**Ejercicios:**
(a) Copia el fragmento del texto sobre Pablo Montoya comprendido entre "Cuando recibió el" y "con Fernando Vallejo.", ambos incluidos, y cambia "escritor" por "novelista".
(b) Según el texto sobre Pablo Montoya, ¿en qué lugar de Medellín se celebra la Fiesta del Libro?

**Texto de origen:**

++++++

Cuando recibió el Premio Rómulo Gallegos por su novela Tríptico de la infamia muchos se sorprendieron, inclusive el propio autor. Pablo Montoya es un extraordinario escritor colombiano, de muy bajo perfil y dedicado a la escritura y la actividad universitaria, muy lejos de los estrellatos y luces del mercado editorial latinoamericano. En esta entrevista, realizada durante la Feria del Libro de Medellín, Montoya reflexiona sobre sus raíces en la tradición de la literatura de su país, acerca de la novela histórica y sus ya connotadas polémicas con Fernando Vallejo.

Nos encontramos con el narrador colombiano Pablo Montoya, reciente ganador del premio Rómulo Gallegos 2015, en el Jardín Botánico de la ciudad de Medellín, donde tiene lugar, desde hace varios años, la así llamada Fiesta (y no Feria) del Libro y nunca mejor utilizada esa palabra ya que se tiene la sensación de ingresar a un espacio verde ligado a las delicias del campo y al retiro del “mundanal ruido”. La feria ocupa toda la extensión de dicho predio poblado de una vegetación exuberante: desde los laureles, las ceibas y los orquideoramas hasta los típicos guaduales que abigarran una arboleda de tupidas copas. Por momentos la contigüidad entre el libro y la flora tropical trae la reminiscencia de la vieja consigna de que el arte y la cultura no puede darle la espalda a la naturaleza. Estos libros apilados en los stands de las diversas editoriales debajo de la techumbre frondosa de los árboles y al lado de las orquídeas más impresionantes que uno pudiera imaginar, parecen ofrecernos una bucólica letrada al menos por el tiempo que dura la visita. Pablo Montoya acaba de participar en un acto a propósito de la novela premiada con el Rómulo Gallegos, Tríptico de la infamia (2015) que narra la visión de tres pintores europeos del siglo XVI (Jacques Le Moyne, François Dubois y Théodore de Bry) ante ese acontecimiento sin parangones que fue la América recién descubierta y que provocó en estos artistas el fervor de la incertidumbre ante un territorio tan ignoto como fascinante, al que intentan, por cierto, llevar al dibujo, a la pintura, al grabado. Es una novela que trabaja con la historia y la imaginación y narra los avatares de la conquista de América en una prosa cuidada y sumamente sugerente, que privilegia el peso de la lengua, y que, además, está fuertemente imbricada en los debates que giran en torno del trauma de la conquista y sus acciones, que no tardan en encontrar su punto extremo en el exterminio, cuya descripción es unas de las páginas más memorables de la novela.

++++++

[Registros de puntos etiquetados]
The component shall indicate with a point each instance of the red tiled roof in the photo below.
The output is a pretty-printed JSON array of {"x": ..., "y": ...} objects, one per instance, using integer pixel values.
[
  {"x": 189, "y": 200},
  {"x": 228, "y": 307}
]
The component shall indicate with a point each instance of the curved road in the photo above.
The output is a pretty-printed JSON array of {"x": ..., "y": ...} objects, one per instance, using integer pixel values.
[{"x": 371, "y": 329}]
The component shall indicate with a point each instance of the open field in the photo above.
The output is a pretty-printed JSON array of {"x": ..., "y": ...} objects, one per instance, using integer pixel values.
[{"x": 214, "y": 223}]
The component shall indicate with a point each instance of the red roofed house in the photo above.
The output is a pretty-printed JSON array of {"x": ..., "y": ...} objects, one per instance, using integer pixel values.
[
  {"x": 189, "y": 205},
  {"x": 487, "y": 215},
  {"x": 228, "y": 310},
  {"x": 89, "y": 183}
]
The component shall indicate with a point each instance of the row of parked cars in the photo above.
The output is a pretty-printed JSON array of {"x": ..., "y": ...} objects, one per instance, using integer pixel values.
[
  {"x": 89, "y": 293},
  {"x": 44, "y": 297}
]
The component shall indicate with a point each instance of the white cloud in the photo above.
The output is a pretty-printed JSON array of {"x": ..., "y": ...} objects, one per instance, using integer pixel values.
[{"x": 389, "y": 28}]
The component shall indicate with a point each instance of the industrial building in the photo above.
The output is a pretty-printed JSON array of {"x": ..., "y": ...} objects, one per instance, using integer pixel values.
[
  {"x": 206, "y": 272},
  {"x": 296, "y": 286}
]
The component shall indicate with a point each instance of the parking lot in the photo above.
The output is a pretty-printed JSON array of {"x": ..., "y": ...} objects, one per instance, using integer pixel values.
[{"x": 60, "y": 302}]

++++++

**Respuestas por ejercicio:**
(a)
Cuando recibió el Premio Rómulo Gallegos por su novela Tríptico de la infamia muchos se sorprendieron, inclusive el propio autor. Pablo Montoya es un extraordinario novelista colombiano, de muy bajo perfil y dedicado a la escritura y la actividad universitaria, muy lejos de los estrellatos y luces del mercado editorial latinoamericano. En esta entrevista, realizada durante la Feria del Libro de Medellín, Montoya reflexiona sobre sus raíces en la tradición de la literatura de su país, acerca de la novela histórica y sus ya connotadas polémicas con Fernando Vallejo.

(b) En el Jardín Botánico de la ciudad de Medellín.